• How to complete this task: Restate all of the material, keeping every line identical to the original.
*** Data records ***
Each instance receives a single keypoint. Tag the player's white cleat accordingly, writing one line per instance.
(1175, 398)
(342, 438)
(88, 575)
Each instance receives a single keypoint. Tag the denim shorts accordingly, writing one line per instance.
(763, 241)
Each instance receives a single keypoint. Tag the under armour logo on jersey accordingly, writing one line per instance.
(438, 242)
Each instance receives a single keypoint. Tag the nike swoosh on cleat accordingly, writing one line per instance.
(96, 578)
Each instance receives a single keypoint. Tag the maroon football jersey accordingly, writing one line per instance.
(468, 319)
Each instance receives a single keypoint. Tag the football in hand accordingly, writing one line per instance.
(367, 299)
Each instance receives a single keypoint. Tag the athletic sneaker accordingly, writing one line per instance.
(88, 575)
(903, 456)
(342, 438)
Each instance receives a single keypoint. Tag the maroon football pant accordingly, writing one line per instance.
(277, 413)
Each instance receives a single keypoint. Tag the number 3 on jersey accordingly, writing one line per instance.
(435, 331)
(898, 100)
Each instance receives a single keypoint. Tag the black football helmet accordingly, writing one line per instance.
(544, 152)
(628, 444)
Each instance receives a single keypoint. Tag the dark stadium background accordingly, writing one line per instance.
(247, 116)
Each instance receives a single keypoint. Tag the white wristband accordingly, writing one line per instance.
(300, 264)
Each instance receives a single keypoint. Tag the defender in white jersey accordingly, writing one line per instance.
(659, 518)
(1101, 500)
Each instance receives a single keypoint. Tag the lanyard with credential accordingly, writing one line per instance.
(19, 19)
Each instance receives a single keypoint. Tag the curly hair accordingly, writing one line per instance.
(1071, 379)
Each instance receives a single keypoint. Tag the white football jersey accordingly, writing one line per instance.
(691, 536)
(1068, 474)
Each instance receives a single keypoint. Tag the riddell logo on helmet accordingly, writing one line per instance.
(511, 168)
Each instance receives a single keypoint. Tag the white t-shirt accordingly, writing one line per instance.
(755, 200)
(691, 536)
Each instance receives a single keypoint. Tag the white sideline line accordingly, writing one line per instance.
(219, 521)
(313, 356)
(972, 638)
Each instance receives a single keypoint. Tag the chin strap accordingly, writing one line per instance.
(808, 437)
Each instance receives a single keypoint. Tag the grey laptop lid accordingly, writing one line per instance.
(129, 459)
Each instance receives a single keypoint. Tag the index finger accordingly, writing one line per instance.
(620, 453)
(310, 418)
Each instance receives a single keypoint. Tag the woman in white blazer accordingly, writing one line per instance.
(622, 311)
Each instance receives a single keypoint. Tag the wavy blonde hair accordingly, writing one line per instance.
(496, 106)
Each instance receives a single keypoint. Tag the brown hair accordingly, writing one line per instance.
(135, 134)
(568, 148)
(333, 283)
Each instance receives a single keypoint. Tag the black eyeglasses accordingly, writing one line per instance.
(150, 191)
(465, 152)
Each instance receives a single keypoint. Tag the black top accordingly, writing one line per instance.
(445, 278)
***
• Answer for this exercise:
Each instance receives a single keypoint. Tag the player's white cleat accordingly, writing one line per instance.
(1175, 398)
(342, 438)
(88, 575)
Each instance receives a single keypoint. Tag the denim shorts accordingly, writing one line per instance.
(763, 241)
Each instance receives a single keypoint. Tag the under armour logo on jersey accordingly, writing one line per instance.
(438, 242)
Each instance receives a single keypoint. Tag the nike swoosh on cleat accordingly, writing one line per instance.
(96, 578)
Each instance receives a single keypoint. Tag the maroon football jersey accordingly, writing one line per instance.
(468, 319)
Each instance receives a single keypoint. Tag the football in hand accordingly, writing one line per instance.
(367, 299)
Each instance receives a single keypoint. Tag the athletic sneaker accordingly, writing one line per instance.
(88, 575)
(903, 456)
(342, 438)
Each instance receives a single keypoint. Tag the maroon football pant accordingly, writing one line per instance.
(277, 413)
Each instance receives a single keypoint. Tag the number 3 on jersey accordingly, writing one line per instance.
(435, 331)
(898, 100)
Each instance receives a single keypoint. Tag the black football helmet accordingly, writing one line per instance.
(544, 152)
(628, 444)
Each instance receives a single keypoint. Tag the dark stadium background accordingly, writing one line per instance.
(247, 116)
Each instance receives a single keypoint. Tag the white wristband accordingly, writing one line per instance.
(300, 264)
Each instance receives a single keypoint. Tag the defender in white jersey accordingly, writing one line per instance.
(659, 518)
(1101, 500)
Each instance receives a single keypoint. Tag the lanyard with credential accordingly, writing one line per instance.
(19, 19)
Each instance receives a single keypoint. Tag the curly hair accordingly, writing one line per instance.
(1071, 379)
Each instance receives a single keypoint. Tag the white football jersey accordingly, writing one line per instance.
(691, 536)
(1068, 474)
Each instance receives a single keypoint. Tag the riddell logo on helmet accordingly, writing one line per instance.
(511, 168)
Each instance receives a single keypoint. Tag the white t-shirt accordingly, writing one line per instance.
(755, 200)
(691, 536)
Each instance receives a single keypoint. Tag the white sideline line accordingly, writing one line per instance.
(219, 521)
(313, 356)
(972, 638)
Each instance receives a single keypoint. Tag the chin strap accordingly, writing one line per instance.
(808, 437)
Each instance receives a single keypoint. Tag the grey laptop lid accordingly, writing one line per instance.
(129, 459)
Each instance receives a single keypoint. Tag the index finger accordingly, writing one line per instance.
(620, 453)
(310, 418)
Each instance receives a single keypoint. Tag the woman in white blazer accordingly, writing one line per instance.
(622, 311)
Each instance receives a single keypoint. Tag the wavy blonde hair accordingly, writing one line per instance.
(496, 106)
Each instance receives a single keypoint. Tag the brown hair accordingly, writing one line per instance.
(135, 134)
(568, 148)
(333, 283)
Each instance receives a single keypoint. Tag the black eyeglasses accordingly, writing one line per instance.
(150, 191)
(465, 152)
Each instance receives a single keypoint. Tag the black top accordingly, writing one line per instance.
(445, 278)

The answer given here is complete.